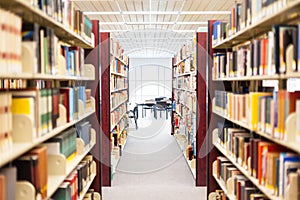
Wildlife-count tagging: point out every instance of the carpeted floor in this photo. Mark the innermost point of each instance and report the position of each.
(152, 167)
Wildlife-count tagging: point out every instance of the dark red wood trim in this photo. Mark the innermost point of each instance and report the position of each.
(212, 119)
(105, 105)
(201, 114)
(92, 57)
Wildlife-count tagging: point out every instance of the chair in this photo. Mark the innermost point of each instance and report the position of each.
(133, 114)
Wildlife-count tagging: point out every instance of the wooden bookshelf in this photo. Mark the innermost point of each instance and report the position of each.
(230, 197)
(260, 78)
(33, 14)
(245, 172)
(118, 90)
(284, 15)
(26, 141)
(185, 110)
(118, 74)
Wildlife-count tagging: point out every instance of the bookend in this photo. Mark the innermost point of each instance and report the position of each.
(23, 129)
(230, 186)
(212, 196)
(25, 190)
(88, 71)
(291, 124)
(81, 110)
(291, 191)
(62, 120)
(81, 147)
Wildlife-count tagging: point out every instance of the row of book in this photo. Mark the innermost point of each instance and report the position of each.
(261, 111)
(187, 50)
(117, 51)
(117, 115)
(117, 82)
(117, 98)
(243, 189)
(276, 52)
(33, 165)
(186, 82)
(41, 106)
(244, 14)
(64, 11)
(10, 48)
(270, 163)
(43, 53)
(119, 134)
(188, 100)
(74, 184)
(118, 66)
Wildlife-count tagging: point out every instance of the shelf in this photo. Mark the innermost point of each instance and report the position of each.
(44, 77)
(260, 77)
(113, 109)
(33, 14)
(284, 15)
(54, 181)
(123, 115)
(21, 148)
(182, 60)
(118, 90)
(185, 90)
(122, 61)
(87, 187)
(193, 73)
(245, 172)
(289, 145)
(119, 74)
(178, 114)
(230, 197)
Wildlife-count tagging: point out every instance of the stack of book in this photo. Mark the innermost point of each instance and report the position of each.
(10, 48)
(261, 111)
(276, 52)
(271, 164)
(76, 182)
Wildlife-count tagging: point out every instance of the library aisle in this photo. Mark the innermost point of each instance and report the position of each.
(152, 166)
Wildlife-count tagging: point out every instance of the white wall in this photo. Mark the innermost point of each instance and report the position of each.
(149, 78)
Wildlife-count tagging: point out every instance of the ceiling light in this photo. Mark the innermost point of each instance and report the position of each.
(205, 12)
(184, 31)
(104, 31)
(101, 13)
(191, 23)
(160, 13)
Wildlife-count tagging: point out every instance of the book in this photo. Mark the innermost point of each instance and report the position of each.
(2, 187)
(285, 38)
(10, 174)
(26, 105)
(63, 192)
(42, 168)
(27, 169)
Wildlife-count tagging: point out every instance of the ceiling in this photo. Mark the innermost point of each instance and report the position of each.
(154, 28)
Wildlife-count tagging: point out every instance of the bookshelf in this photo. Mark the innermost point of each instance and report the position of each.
(119, 99)
(245, 83)
(185, 102)
(29, 135)
(114, 92)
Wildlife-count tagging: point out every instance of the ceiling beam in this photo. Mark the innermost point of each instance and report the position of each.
(154, 23)
(160, 13)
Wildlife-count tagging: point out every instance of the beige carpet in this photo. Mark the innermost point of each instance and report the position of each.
(152, 167)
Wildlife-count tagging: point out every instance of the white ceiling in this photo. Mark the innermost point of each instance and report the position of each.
(154, 28)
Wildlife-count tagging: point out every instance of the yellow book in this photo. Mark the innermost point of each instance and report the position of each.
(254, 108)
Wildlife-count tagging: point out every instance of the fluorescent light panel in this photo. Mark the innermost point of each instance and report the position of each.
(158, 23)
(160, 13)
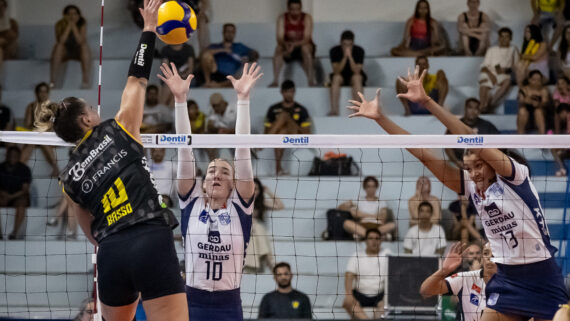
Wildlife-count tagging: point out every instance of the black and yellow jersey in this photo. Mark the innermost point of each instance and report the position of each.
(107, 174)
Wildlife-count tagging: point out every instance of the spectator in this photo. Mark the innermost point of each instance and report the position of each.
(225, 59)
(221, 121)
(496, 71)
(364, 279)
(474, 27)
(9, 31)
(548, 12)
(369, 212)
(71, 43)
(425, 238)
(480, 126)
(421, 35)
(286, 117)
(183, 58)
(561, 99)
(464, 229)
(15, 179)
(197, 118)
(42, 92)
(436, 87)
(534, 55)
(284, 303)
(260, 246)
(564, 53)
(163, 172)
(533, 101)
(347, 60)
(6, 117)
(423, 194)
(294, 41)
(157, 118)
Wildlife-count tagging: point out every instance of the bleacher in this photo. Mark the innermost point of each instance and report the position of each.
(46, 277)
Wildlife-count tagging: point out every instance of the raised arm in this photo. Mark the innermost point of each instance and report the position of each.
(132, 102)
(243, 169)
(445, 172)
(186, 174)
(494, 157)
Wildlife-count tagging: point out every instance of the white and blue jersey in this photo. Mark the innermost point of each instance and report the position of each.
(215, 241)
(512, 217)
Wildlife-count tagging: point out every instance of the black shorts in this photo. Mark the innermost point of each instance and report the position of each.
(367, 301)
(141, 259)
* * *
Omit the pictures; print the records above exactly.

[Solution to this task]
Wildlife-count tagging: point out every instance of the carpeted floor in this photo. Mark the innermost point of each instance and report the position of each.
(152, 167)
Wildlife-count tagging: point out every instance of the dark red wood trim in this photo. Mark the innermost point of each instance and report the position of each.
(212, 119)
(105, 105)
(201, 114)
(92, 57)
Wildlife-count tagging: point out every instance of the chair in this photo. Mark the innermost point of each instance and report the position of each.
(133, 114)
Wildlife-count tagging: point out every instance of the wooden bookshelf in this photo. Mark the innermost point of each instance and report the position of each.
(230, 197)
(260, 78)
(33, 14)
(245, 172)
(118, 90)
(284, 15)
(26, 141)
(185, 110)
(118, 74)
Wildlife-count tagging: point out every instance of the bookend in this photo. Mark the innermost point of each instance and report the position of each.
(23, 129)
(230, 186)
(212, 196)
(25, 190)
(88, 71)
(291, 124)
(81, 110)
(291, 191)
(62, 120)
(81, 147)
Wildlife-count tagging: point out every instance of the row of book in this photo. Mark the innermost point of each instance and report the position of each.
(261, 111)
(187, 50)
(117, 51)
(117, 115)
(117, 82)
(117, 98)
(243, 189)
(276, 52)
(33, 165)
(186, 82)
(41, 106)
(244, 14)
(64, 11)
(10, 48)
(270, 163)
(43, 53)
(119, 134)
(188, 100)
(74, 184)
(118, 66)
Wildlife-count tagging: point out every instance of the shelf in this photo. Mark the innermost point of each instance and report the position of each.
(44, 77)
(260, 77)
(113, 109)
(33, 14)
(284, 15)
(54, 181)
(123, 115)
(21, 148)
(182, 60)
(118, 90)
(185, 90)
(122, 61)
(87, 187)
(193, 73)
(245, 172)
(289, 145)
(119, 74)
(178, 114)
(230, 197)
Wildlife-count tagging: point out every instance of the stack of book in this photo. Mark the innermost point of each instance and report the position of each.
(10, 48)
(261, 111)
(276, 52)
(271, 164)
(76, 182)
Wildlife-count tagging: point out every instance of the library aisle in this photo. Mark the innermost point of each instance and report the position of each.
(152, 166)
Wildlife-count tagging: point out every instance of the white wall in this photo. Mark the innermost point of each instance and report the position of each.
(149, 78)
Wildlife-count tagging: point out every instance of the ceiling light in this photo. Mark the innermost point of each instance and report the position of each.
(205, 12)
(184, 31)
(104, 31)
(101, 13)
(191, 23)
(160, 13)
Wildlife-count tagging: point out every instance of the book in this photo. Mark the innermost point of each instance and report the position of each.
(2, 187)
(285, 38)
(10, 174)
(26, 105)
(63, 192)
(42, 168)
(27, 169)
Wildlife-count tagging: point out every instance of the ceiling in this photo. Mark the innermost point of each instance and report the position of each.
(154, 28)
Wildlife-count tagging: point out every instance of the bookshelf in this photo. Mark the innermost point of each instance and report the position of each.
(119, 99)
(245, 83)
(185, 102)
(29, 135)
(114, 92)
Wildlife-count tagging: point out every instance of the ceiling beam in this photo. Mark the innermost point of each instance and report the position of each.
(154, 23)
(160, 13)
Wildlife-count tagging: point out every instance of the beige carpet in this photo. Mark the innermost point of each instance and report the position of each.
(152, 167)
Wildlife-count tagging: point out every instance of the white ceiling in this photo. Mark the innermost point of each instance and report the position of each.
(154, 28)
Wildlife-count tagging: point out every instance of the yellow book in this photo. Mark the innermost point of each instance and report the position of each.
(254, 108)
Wildlife-count tagging: point out every instance of the fluorescent light panel in this photo. Mark the innermost point of each instance and report the position of each.
(158, 23)
(160, 13)
Wildlife-count tagging: point out every instance of the black and yellow jersey in this photo. Mark the innermost point of each instance and report the position of each.
(107, 174)
Wildlife-count tagging: point out every instance of the spectator in this photo. Mark the innermost point of each instance and report the position of each.
(225, 59)
(221, 121)
(496, 71)
(364, 279)
(474, 27)
(9, 31)
(548, 12)
(369, 212)
(71, 43)
(425, 238)
(480, 126)
(421, 35)
(286, 117)
(183, 58)
(561, 99)
(464, 229)
(15, 179)
(197, 118)
(42, 92)
(436, 87)
(534, 55)
(284, 303)
(260, 246)
(564, 53)
(163, 172)
(533, 101)
(347, 60)
(6, 117)
(423, 194)
(294, 41)
(157, 118)
Wildlife-count tagging: point out every instance of the bleacher in this photo. Mark the innermost point of each instance and report the position of each.
(46, 277)
Wildlife-count tagging: point out every instance of the raised arm in this photo. Mark the innermost point of each instance and report the position of each.
(132, 102)
(243, 169)
(445, 172)
(186, 174)
(494, 157)
Wildlife-count tagging: point out every instance of the white and blue jersey in this photo. Mark the innermost point of each instance and report the position of each.
(215, 241)
(512, 217)
Wildlife-count tagging: point out every instance of the black shorts in this photo. Mark the innermost point of each instance and report the position of each.
(367, 301)
(141, 259)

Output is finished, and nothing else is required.